BEGIN Extracted information

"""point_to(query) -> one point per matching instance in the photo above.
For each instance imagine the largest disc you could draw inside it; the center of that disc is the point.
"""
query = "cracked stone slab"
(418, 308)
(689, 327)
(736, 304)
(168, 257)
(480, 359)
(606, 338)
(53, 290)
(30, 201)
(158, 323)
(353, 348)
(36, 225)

END Extracted information

* [Directions for this task] Please return all lines in the material above that include the word "instance".

* [Task result]
"""point_to(query) -> one point per matching instance in the photo above.
For each instance imagine the largest disc you could draw inside it; the center of that disc is the point.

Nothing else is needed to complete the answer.